(Excerpt):
□ □ □ □ □
Sakine Cansız, a founding member of the Kurdistan Workers’ Party (PKK) and one of the leading figures in the Kurdish women’s movement, who was killed with two other female activists in Paris a decade ago, predicted today’s nationwide “Jin, Jîyan, Azadî – Woman, Life, Freedom” uprising led by Kurdish women in Iran, way back in 2011.
Cansız’s 2011 interview during a conference of the Eastern Kurdistan Women’s Union, which included an analysis of and predictions about the women’s struggle in the Kurdish-populated regions of western Iran known as Rojhilat, was published for the first time in 2022.
Cansız stresses in the interview that the Kurdish women’s struggle has the power to lead not only Kurdish women but also all Persian, Baloch and Azeri women in the region.
“Women have no friends other than the struggle for freedom,” she says.
Emphasising the historical importance of women organising in Rojhilat, Cansız says, “The greatest response to the system that stole women’s freedom from them was women joining the struggle.”
Born in Tunceli (Dersim) in eastern Turkey in 1958 and becoming one of the first pioneers of the Kurdish Women’s Movement, Cansız was imprisoned after the 12 September 1980 military coup in the infamous Diyarbakır (Amed) Prison, which would later go down in the country’s history for the inhumane treatment and torture of its prisoners.
After she was released from prison in 1991, she was among the founders of the Patriotic Women’s Association, the first Kurdish women’s institution in the metropolitan city of Istanbul.
Cansız was still an active and prominent member of the Kurdish women’s movement when she was killed in 2013 in a Kurdish information centre in Paris. The gunman, who was Turkish, allegedly had connections with the Turkish intelligence service (MİT) and as well as Cansız, he killed two other female activists; Fidan Doğan, who was at the time a diplomatic representative of the Kurdistan National Congress, and Leyla Şaylemez, a Kurdish youth movement activist.
That incident has remained unresolved and has caused great distress among the Kurds, fuelling mistrust in European institutions.
□ □ □ □ □
(Material provided):
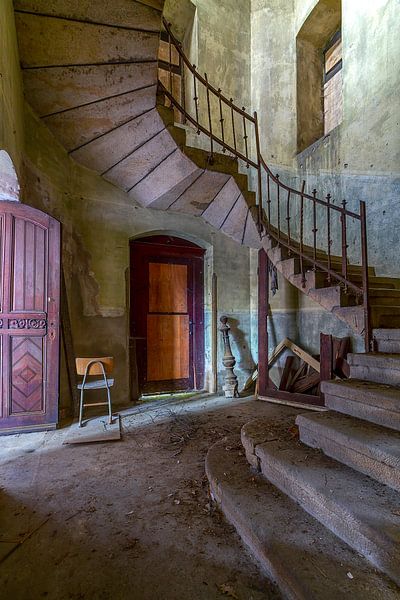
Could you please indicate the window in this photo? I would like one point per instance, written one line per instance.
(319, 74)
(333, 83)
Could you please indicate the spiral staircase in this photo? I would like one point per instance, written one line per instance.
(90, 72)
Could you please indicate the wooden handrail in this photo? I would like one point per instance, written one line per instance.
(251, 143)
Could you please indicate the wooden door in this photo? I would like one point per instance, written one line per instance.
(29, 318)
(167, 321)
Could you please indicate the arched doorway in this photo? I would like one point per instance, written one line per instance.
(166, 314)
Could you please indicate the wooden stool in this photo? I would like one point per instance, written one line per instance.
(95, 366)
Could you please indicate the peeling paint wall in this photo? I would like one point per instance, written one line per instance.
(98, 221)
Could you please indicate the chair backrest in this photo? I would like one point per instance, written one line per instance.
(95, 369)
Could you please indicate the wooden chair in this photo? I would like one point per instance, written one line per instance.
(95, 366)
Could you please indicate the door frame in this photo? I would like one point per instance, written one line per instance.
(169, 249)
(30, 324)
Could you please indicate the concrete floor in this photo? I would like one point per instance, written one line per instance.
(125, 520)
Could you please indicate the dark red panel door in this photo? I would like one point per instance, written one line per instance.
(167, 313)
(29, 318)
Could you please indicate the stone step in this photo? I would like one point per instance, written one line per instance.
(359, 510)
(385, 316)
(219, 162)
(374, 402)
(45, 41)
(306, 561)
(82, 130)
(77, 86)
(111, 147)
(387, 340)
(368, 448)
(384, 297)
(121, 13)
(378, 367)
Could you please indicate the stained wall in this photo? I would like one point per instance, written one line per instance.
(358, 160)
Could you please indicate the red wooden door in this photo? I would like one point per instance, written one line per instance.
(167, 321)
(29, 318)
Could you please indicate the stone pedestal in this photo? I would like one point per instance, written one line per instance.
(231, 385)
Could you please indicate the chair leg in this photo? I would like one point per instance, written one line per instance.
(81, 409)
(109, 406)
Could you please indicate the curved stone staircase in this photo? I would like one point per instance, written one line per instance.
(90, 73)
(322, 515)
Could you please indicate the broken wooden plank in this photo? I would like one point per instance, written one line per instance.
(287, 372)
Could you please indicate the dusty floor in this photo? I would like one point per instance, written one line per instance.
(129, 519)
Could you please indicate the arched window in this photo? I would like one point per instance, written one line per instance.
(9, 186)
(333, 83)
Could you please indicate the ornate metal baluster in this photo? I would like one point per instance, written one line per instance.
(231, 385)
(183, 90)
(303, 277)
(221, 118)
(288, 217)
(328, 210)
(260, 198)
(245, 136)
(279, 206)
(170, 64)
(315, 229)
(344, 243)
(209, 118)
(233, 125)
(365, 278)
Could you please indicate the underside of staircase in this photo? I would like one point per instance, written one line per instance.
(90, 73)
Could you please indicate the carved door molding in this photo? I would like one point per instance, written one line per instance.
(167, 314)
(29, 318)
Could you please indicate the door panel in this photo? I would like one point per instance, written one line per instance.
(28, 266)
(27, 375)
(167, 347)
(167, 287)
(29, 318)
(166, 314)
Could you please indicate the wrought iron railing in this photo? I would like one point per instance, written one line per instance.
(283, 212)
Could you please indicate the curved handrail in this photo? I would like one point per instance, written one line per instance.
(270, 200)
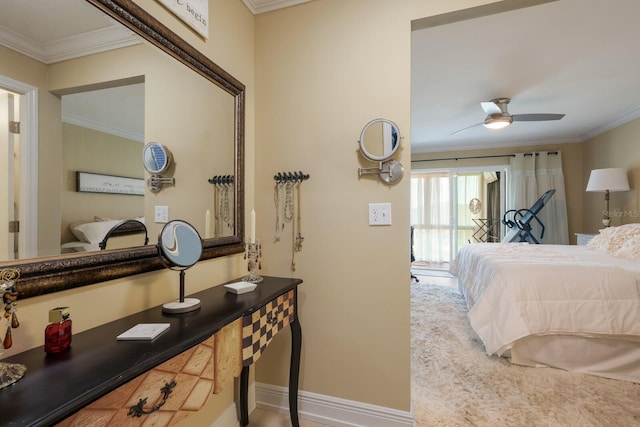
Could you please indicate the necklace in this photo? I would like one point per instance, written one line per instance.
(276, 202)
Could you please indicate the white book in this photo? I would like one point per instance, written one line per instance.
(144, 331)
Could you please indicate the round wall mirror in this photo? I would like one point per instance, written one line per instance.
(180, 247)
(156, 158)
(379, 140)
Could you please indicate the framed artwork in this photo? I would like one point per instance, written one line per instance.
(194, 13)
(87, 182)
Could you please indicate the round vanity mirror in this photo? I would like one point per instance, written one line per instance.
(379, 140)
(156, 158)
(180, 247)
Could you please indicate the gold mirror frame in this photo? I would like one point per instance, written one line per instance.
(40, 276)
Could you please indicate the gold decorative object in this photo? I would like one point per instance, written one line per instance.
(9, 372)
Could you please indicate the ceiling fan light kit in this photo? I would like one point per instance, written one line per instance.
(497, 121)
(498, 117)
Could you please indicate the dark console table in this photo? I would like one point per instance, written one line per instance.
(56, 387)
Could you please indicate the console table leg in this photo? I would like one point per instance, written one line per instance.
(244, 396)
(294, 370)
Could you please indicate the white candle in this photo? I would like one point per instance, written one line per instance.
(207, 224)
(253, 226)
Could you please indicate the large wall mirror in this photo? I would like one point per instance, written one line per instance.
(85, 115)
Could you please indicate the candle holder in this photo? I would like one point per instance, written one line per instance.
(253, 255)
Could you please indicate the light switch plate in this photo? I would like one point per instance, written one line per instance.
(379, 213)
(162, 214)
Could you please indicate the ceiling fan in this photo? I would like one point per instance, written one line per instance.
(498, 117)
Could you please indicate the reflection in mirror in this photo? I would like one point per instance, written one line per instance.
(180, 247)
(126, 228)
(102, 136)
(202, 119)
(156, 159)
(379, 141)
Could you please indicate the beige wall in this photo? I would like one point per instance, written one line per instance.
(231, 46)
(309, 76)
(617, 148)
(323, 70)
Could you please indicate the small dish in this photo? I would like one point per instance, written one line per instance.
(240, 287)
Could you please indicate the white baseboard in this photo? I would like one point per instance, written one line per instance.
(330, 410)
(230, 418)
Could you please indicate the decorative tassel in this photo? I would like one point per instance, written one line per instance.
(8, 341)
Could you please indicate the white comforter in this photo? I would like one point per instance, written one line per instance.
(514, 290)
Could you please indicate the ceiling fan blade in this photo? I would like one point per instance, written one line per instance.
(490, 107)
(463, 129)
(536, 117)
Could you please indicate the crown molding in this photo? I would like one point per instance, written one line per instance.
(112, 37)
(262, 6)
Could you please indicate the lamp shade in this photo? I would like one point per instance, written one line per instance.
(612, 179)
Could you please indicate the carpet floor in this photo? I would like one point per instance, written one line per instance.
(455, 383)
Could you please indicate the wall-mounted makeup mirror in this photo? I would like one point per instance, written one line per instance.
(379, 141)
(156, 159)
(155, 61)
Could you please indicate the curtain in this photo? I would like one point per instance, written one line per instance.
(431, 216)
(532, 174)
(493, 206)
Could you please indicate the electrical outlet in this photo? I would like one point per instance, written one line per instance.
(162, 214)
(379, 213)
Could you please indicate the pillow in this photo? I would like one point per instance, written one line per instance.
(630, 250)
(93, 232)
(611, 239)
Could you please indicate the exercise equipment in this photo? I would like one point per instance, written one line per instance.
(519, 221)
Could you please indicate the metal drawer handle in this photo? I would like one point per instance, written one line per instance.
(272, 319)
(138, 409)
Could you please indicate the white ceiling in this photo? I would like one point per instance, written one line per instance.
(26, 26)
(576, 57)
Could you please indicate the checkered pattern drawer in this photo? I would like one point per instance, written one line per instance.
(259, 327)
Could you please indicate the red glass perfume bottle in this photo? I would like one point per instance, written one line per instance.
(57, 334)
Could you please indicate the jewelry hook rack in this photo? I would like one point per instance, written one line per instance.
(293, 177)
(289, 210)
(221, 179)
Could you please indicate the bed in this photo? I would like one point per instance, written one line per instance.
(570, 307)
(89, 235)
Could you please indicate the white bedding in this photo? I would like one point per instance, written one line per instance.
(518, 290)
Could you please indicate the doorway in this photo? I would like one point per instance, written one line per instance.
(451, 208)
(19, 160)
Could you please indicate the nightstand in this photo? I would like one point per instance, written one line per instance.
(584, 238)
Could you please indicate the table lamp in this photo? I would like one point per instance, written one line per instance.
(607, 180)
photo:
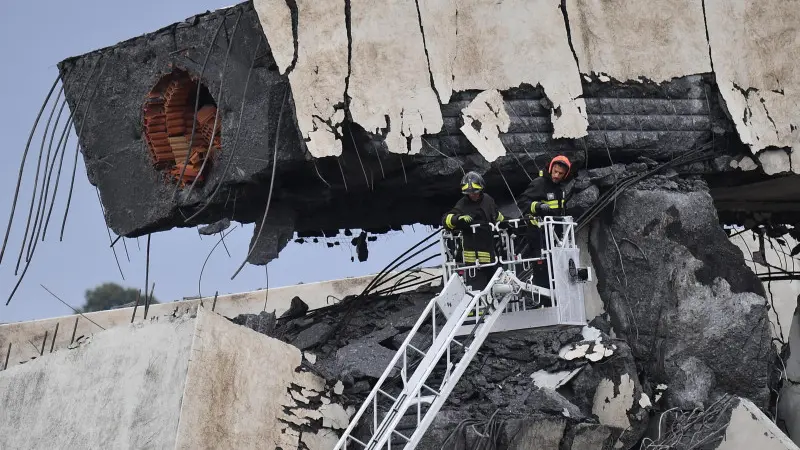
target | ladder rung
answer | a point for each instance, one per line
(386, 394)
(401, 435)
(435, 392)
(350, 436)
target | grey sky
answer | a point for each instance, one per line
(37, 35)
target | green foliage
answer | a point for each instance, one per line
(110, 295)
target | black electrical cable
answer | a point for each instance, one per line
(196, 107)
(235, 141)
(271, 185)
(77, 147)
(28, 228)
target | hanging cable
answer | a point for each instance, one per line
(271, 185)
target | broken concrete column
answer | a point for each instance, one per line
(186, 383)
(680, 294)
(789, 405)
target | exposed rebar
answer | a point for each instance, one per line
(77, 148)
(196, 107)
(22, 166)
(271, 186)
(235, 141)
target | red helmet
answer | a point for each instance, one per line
□ □ □ □ □
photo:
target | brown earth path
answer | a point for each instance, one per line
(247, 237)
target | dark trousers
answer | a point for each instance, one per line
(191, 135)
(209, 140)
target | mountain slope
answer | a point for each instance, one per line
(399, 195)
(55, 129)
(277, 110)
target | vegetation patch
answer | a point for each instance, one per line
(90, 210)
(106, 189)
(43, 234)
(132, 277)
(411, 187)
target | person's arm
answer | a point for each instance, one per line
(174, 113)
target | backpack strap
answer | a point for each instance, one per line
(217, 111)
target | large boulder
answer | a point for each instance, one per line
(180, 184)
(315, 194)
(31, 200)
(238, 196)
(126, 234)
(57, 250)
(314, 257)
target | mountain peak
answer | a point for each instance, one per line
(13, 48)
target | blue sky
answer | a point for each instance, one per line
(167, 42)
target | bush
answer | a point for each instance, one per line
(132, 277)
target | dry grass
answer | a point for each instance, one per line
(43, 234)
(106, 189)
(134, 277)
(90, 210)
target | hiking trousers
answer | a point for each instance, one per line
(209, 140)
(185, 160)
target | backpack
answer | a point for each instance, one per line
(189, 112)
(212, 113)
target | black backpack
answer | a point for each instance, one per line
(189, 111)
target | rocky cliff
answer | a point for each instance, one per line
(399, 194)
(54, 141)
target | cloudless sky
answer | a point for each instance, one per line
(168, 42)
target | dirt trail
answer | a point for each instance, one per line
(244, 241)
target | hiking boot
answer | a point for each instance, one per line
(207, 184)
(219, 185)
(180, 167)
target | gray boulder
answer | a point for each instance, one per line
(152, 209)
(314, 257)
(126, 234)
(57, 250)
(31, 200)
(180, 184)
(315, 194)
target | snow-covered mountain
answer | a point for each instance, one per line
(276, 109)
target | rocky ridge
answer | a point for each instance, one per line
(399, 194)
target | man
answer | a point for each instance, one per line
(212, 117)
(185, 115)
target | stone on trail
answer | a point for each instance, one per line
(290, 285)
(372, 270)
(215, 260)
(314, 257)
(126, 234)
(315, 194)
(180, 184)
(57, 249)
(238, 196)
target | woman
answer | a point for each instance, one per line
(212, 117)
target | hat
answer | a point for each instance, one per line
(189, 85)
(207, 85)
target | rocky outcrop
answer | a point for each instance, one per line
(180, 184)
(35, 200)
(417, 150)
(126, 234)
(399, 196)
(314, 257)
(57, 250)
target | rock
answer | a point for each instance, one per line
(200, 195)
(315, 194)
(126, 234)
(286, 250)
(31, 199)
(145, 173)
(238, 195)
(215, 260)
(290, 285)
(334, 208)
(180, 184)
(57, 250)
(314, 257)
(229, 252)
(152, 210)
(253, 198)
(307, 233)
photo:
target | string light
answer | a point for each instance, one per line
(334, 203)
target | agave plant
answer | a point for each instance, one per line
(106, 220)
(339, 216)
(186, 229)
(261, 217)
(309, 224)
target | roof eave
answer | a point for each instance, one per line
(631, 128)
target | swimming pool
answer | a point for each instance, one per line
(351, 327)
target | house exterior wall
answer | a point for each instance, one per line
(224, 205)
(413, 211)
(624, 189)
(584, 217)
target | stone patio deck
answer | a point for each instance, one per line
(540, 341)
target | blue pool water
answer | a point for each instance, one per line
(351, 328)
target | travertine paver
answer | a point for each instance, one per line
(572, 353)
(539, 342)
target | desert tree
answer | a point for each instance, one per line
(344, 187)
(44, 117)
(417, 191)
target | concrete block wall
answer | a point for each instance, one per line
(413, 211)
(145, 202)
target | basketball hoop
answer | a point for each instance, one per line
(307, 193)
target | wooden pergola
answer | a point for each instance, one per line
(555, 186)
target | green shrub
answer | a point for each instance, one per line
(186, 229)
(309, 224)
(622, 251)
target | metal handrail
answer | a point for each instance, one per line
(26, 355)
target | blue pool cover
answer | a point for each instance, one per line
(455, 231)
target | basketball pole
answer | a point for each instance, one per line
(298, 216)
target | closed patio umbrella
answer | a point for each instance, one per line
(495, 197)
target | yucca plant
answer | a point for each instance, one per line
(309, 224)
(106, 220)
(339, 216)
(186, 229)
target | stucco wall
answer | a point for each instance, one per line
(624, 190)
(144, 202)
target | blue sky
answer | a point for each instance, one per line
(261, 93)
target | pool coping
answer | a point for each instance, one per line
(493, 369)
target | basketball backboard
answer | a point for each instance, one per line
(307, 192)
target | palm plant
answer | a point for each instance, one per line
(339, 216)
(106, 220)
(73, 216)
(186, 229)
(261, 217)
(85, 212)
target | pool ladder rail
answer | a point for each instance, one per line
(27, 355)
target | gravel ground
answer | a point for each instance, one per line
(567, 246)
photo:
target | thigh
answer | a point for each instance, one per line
□ □ □ □ □
(Parts of the exercise):
1. In the article on Sakine Cansız, why would Diyarbakır (Amed) Prison go down in Turkey's history? Answer in one to three sentences.
2. Reproduce the part of the article on Sakine Cansız starting at "Cansız was still" and ending at "youth movement activist.".

(Answers below):
1. Diyarbakır (Amed) Prison would go down in Turkey's history for the inhumane treatment and torture of its prisoners.

2.
Cansız was still an active and prominent member of the Kurdish women’s movement when she was killed in 2013 in a Kurdish information centre in Paris. The gunman, who was Turkish, allegedly had connections with the Turkish intelligence service (MİT) and as well as Cansız, he killed two other female activists; Fidan Doğan, who was at the time a diplomatic representative of the Kurdistan National Congress, and Leyla Şaylemez, a Kurdish youth movement activist.